**DESCRIPTION OF THE TASK**
Go through the data and copy each line that holds "below".

**DATASET CONTENT**
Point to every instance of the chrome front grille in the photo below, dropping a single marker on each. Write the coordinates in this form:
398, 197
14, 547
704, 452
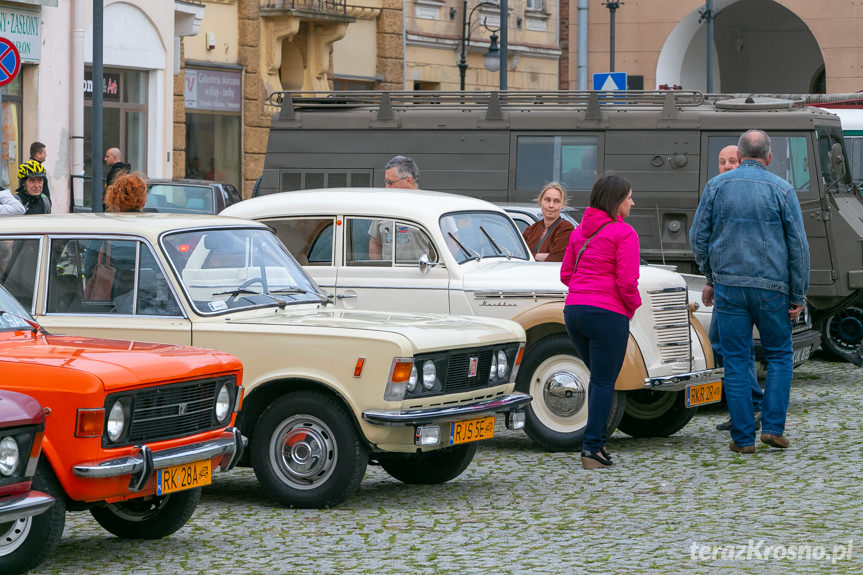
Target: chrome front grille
670, 309
174, 410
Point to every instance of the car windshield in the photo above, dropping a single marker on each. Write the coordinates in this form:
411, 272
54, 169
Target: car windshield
179, 198
12, 316
476, 235
227, 269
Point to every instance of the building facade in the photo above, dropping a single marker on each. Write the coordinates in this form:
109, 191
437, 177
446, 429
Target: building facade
789, 46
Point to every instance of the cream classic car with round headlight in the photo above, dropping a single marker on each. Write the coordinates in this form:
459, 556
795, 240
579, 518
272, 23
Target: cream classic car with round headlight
327, 390
455, 254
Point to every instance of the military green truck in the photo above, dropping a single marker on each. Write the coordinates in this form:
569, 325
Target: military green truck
504, 146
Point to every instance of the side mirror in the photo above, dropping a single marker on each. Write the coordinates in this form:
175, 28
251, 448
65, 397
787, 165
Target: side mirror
425, 263
837, 160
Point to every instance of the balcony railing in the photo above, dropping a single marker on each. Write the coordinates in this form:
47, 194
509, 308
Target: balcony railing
325, 7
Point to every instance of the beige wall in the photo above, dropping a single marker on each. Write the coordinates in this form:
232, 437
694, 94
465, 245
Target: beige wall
642, 29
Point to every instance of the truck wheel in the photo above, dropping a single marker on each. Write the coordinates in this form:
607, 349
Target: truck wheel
26, 542
148, 517
655, 413
557, 379
842, 333
306, 451
428, 467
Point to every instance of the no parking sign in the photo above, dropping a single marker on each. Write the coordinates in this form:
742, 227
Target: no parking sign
10, 61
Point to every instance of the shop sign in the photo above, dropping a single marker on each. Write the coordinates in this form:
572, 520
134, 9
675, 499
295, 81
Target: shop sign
23, 28
110, 86
213, 90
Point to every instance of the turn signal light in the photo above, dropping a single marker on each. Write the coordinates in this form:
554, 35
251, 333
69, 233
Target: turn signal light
90, 422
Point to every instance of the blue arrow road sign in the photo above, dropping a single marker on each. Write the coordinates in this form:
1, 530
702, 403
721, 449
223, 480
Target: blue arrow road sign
609, 81
10, 61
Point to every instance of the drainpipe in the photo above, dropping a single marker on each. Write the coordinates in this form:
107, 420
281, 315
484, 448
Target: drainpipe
76, 167
582, 45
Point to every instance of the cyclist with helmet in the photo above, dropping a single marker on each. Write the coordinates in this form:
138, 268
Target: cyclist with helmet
32, 176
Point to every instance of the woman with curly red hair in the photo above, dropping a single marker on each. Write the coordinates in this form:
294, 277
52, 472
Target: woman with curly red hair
128, 193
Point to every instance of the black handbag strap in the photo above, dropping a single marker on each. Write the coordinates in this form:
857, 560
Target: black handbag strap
547, 232
584, 246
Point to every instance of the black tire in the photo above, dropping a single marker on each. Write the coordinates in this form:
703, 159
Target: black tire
842, 334
555, 423
655, 413
429, 467
152, 517
27, 542
306, 451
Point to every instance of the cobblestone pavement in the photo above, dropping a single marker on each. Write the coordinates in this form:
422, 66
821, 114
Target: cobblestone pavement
669, 505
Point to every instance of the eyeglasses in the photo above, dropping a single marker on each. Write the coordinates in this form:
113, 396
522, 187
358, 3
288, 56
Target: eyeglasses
394, 182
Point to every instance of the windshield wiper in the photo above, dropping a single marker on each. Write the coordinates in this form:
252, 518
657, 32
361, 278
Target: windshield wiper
471, 254
494, 243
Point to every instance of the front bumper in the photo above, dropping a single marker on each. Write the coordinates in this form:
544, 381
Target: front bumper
680, 381
26, 505
507, 403
144, 464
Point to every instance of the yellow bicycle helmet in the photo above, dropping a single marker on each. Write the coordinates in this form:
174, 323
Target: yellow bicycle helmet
31, 169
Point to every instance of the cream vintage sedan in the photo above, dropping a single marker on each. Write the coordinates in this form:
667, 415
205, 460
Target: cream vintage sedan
327, 389
448, 253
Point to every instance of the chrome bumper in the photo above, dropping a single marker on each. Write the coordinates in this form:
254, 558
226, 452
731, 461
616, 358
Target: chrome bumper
680, 381
142, 465
17, 506
506, 403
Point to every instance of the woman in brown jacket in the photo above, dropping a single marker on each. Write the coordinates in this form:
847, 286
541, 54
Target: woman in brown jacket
548, 238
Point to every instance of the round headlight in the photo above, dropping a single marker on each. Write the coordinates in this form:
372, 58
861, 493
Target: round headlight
116, 421
502, 365
223, 404
429, 374
8, 456
412, 381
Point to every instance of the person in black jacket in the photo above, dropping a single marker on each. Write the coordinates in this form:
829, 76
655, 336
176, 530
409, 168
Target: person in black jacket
32, 175
113, 160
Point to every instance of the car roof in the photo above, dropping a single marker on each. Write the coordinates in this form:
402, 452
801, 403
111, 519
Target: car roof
145, 224
391, 202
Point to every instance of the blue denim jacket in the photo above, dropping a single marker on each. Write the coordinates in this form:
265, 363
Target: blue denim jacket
748, 232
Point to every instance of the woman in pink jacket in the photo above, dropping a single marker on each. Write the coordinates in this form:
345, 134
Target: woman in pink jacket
600, 268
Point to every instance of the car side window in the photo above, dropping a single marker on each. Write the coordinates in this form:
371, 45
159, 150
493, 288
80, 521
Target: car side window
107, 277
19, 260
310, 240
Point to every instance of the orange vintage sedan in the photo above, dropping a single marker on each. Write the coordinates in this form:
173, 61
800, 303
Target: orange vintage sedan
133, 430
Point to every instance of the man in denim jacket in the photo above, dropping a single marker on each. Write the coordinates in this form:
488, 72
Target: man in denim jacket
748, 240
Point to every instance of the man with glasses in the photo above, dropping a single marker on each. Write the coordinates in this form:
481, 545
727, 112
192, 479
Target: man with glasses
400, 172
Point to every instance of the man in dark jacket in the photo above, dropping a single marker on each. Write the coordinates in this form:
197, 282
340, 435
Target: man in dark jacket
32, 177
117, 167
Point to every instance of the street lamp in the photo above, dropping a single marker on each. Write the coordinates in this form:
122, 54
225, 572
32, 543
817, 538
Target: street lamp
492, 58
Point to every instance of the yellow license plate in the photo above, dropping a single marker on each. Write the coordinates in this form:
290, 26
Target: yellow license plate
181, 477
471, 430
703, 393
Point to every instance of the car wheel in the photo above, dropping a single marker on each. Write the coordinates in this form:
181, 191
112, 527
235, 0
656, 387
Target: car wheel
428, 467
152, 517
307, 452
26, 542
842, 333
557, 379
655, 413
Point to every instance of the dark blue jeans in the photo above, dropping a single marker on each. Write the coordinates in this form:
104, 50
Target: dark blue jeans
737, 310
600, 336
713, 335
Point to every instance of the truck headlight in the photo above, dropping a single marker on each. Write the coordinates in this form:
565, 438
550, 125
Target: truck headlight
223, 404
116, 421
429, 374
9, 455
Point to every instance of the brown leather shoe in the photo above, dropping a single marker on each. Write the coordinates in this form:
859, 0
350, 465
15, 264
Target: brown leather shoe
748, 449
779, 441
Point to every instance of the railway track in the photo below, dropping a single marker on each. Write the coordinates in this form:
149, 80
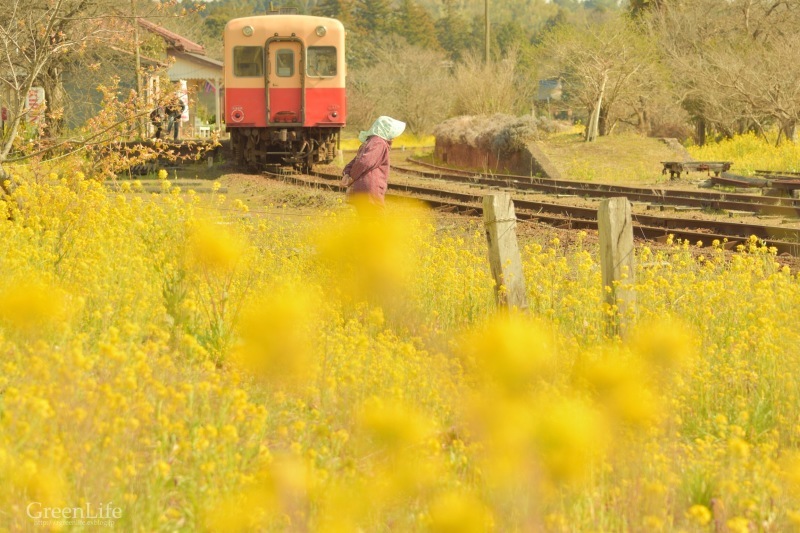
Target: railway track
647, 227
767, 206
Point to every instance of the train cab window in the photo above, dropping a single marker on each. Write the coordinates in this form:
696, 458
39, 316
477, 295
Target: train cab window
321, 61
248, 61
285, 61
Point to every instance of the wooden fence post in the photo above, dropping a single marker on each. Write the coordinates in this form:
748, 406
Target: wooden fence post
616, 258
500, 223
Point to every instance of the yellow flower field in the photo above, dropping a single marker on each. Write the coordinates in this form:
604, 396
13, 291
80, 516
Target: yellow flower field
172, 362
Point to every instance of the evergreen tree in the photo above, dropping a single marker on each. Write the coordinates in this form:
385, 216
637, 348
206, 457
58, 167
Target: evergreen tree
453, 31
342, 10
374, 17
416, 25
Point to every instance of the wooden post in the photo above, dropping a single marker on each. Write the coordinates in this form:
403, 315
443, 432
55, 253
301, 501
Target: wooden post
500, 223
616, 257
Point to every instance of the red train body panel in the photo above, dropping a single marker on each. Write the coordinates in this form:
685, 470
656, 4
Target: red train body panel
285, 98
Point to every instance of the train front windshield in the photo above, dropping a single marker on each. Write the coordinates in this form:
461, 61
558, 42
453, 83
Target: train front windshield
321, 61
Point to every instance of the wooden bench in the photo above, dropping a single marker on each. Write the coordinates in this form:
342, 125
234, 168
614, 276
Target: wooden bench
676, 168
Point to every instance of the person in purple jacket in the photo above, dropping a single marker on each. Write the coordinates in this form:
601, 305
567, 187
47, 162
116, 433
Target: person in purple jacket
367, 175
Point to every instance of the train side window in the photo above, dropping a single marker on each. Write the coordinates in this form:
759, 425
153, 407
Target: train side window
285, 62
248, 61
321, 61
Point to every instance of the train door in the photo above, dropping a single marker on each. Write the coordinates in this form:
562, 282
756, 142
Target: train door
285, 82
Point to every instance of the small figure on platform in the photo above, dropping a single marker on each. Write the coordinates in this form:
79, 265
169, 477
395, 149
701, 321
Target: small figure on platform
157, 120
174, 109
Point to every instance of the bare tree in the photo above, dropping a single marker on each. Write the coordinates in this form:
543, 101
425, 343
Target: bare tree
34, 36
737, 61
405, 81
482, 88
604, 64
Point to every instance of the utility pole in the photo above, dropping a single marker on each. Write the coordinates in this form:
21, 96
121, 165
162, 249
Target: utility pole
486, 21
137, 107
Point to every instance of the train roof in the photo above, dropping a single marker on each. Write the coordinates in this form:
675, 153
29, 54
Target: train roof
283, 19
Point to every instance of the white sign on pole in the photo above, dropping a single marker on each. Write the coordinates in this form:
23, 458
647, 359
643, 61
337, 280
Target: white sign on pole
35, 105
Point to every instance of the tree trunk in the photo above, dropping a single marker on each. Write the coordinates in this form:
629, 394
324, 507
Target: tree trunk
594, 119
700, 131
790, 130
603, 127
54, 100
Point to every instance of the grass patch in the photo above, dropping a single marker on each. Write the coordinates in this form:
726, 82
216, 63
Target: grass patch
624, 158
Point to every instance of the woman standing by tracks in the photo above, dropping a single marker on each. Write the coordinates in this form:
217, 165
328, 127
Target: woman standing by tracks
367, 175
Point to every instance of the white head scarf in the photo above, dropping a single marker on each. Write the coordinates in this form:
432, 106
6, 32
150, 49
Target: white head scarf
384, 127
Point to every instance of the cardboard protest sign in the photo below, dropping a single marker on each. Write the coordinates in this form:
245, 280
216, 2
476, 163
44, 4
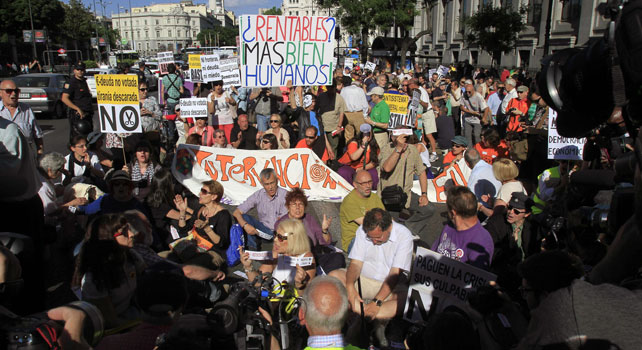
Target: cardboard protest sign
210, 68
238, 171
275, 49
164, 60
195, 71
437, 282
230, 72
370, 66
193, 107
398, 110
560, 147
118, 104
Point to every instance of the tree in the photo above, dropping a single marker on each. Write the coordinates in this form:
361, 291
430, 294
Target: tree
494, 29
226, 36
273, 11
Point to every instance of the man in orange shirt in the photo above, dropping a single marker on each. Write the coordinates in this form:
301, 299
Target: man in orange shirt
312, 142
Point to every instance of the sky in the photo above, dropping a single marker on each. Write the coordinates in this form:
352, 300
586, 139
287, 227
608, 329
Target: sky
240, 7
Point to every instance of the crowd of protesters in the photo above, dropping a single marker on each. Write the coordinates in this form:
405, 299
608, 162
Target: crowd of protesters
131, 240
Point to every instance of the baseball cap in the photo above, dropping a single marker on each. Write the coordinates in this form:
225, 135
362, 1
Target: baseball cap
460, 140
376, 91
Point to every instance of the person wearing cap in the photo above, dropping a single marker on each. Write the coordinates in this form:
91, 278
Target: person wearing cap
361, 154
379, 116
515, 235
517, 110
77, 96
457, 151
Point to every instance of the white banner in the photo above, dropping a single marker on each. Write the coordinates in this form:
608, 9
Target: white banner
164, 60
118, 104
210, 68
560, 147
230, 72
275, 49
238, 171
193, 107
437, 282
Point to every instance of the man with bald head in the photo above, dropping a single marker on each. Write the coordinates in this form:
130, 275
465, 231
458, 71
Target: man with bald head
355, 205
20, 114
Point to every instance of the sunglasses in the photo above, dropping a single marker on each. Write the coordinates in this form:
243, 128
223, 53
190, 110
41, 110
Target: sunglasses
281, 237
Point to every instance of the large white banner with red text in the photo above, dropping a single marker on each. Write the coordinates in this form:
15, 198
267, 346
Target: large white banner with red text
238, 171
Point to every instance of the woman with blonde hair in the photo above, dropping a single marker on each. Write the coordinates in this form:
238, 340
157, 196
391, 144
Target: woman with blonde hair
290, 243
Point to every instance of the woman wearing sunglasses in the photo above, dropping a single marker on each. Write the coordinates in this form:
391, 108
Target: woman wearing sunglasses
106, 269
290, 242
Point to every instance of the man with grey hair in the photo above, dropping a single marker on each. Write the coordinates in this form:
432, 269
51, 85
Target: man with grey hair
481, 181
270, 205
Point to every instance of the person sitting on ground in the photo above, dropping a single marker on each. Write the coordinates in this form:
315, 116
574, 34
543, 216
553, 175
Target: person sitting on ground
297, 202
206, 131
210, 225
361, 154
382, 251
270, 205
463, 238
354, 207
290, 241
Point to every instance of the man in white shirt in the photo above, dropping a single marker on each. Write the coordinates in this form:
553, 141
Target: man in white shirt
381, 251
356, 106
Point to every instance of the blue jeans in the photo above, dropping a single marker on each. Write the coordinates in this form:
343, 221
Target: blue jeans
262, 122
253, 242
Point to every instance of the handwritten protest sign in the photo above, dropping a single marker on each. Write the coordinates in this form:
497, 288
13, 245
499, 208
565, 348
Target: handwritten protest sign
230, 72
437, 282
193, 107
118, 104
164, 60
398, 110
238, 171
560, 147
195, 71
275, 49
210, 68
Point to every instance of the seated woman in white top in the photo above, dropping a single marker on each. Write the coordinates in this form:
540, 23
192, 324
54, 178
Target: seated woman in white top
290, 242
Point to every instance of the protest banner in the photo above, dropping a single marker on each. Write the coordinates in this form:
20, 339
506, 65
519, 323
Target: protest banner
118, 104
210, 68
437, 281
193, 107
164, 60
195, 71
398, 110
230, 72
370, 66
275, 49
238, 171
458, 172
560, 147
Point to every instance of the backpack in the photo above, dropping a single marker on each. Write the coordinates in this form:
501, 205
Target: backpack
236, 241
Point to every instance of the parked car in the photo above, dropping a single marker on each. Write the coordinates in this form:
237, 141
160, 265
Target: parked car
42, 92
91, 81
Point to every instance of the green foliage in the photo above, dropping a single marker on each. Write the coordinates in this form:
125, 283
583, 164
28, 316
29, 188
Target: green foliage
226, 36
273, 11
494, 29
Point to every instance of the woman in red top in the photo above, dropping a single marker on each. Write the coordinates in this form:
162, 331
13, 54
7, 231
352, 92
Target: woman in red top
361, 153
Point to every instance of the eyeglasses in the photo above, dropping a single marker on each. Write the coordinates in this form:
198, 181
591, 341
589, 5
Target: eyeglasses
516, 211
281, 237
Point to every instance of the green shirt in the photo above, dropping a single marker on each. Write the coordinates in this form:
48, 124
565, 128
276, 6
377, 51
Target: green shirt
352, 208
380, 114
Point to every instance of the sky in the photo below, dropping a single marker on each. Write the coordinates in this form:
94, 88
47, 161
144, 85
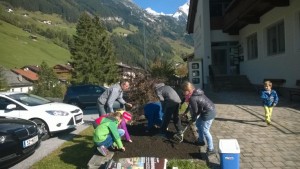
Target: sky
165, 6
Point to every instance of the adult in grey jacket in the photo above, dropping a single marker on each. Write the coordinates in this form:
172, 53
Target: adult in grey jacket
170, 102
112, 94
203, 112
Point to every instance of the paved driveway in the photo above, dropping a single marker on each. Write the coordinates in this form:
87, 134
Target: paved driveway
241, 116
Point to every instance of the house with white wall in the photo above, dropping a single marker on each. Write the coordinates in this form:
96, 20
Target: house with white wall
256, 38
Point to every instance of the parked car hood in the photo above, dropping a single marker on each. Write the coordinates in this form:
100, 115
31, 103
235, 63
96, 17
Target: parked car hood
56, 106
10, 124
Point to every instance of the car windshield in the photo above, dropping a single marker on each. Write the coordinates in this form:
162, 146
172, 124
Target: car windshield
29, 99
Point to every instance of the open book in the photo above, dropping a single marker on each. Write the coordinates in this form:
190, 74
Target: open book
138, 163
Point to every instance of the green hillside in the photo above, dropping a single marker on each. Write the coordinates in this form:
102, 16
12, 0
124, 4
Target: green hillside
18, 49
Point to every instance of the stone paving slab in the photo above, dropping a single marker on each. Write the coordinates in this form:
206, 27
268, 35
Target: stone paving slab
241, 116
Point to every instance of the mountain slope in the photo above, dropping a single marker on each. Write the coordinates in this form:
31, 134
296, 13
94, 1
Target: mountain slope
133, 31
18, 49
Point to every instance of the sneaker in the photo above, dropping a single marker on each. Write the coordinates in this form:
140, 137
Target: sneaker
200, 143
210, 152
102, 150
162, 135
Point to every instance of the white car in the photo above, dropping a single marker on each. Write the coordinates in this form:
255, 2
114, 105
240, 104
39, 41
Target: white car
50, 116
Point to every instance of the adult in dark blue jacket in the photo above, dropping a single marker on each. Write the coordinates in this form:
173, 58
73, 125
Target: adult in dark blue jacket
170, 102
153, 113
203, 112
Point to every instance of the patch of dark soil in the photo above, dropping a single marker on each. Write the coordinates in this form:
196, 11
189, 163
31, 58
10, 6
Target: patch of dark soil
151, 145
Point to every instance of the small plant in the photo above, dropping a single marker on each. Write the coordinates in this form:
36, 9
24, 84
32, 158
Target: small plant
190, 164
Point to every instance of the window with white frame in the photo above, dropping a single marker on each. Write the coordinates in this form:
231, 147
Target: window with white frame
252, 46
275, 38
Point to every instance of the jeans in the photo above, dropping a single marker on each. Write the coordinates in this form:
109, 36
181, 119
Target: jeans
203, 131
170, 112
101, 109
268, 113
108, 142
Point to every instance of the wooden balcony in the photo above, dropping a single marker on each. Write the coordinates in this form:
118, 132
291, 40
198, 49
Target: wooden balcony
243, 12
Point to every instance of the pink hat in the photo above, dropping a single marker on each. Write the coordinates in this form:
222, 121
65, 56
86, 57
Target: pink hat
127, 116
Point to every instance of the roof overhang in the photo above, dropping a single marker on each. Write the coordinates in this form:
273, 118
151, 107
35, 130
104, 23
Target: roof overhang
240, 13
191, 16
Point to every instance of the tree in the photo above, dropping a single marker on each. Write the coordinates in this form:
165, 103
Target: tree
47, 85
3, 82
92, 55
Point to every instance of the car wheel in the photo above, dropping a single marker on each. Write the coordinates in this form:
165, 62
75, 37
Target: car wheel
43, 128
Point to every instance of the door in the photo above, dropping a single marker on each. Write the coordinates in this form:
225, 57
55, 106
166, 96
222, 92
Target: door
219, 61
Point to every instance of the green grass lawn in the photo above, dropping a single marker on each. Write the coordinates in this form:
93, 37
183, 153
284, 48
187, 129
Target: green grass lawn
77, 152
17, 49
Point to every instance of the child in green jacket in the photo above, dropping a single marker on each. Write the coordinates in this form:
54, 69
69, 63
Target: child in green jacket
108, 135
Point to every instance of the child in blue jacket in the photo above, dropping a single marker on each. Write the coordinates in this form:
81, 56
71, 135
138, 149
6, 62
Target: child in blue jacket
153, 113
270, 100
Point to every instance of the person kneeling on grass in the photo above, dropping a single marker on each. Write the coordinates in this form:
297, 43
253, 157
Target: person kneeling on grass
107, 134
126, 118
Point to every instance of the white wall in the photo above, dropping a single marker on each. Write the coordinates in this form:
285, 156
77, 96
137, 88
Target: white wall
202, 37
285, 65
219, 36
24, 89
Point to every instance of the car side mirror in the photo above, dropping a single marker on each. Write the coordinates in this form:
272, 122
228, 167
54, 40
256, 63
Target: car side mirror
11, 106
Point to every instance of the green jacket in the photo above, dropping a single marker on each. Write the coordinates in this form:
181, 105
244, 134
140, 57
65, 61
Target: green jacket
108, 126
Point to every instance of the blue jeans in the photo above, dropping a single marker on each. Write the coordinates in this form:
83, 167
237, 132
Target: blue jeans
203, 131
108, 142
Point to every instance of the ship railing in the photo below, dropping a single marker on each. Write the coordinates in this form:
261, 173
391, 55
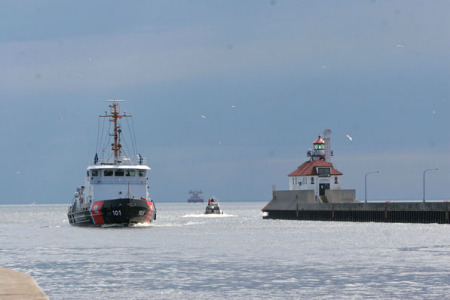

**YOUR SOLUTION**
Point to every instance of the chrome front grille in the photo below, dropping a single marker on each. Write the coordinates in this form:
Point to every instance of the railway track in the photo below, dropping a single marker on each. Write the coordinates in this form:
Point to every instance of the cardboard protest sign in the photo below, dropping a single marker on each. Write the coordinates in this form:
Point to every instance of the sky in the photo below, dropping a single marker on each. Write the coordinates in this form:
Point to every instance of the ship railing in the photo below, dropping a single marker on each. Write the coordinates in this form:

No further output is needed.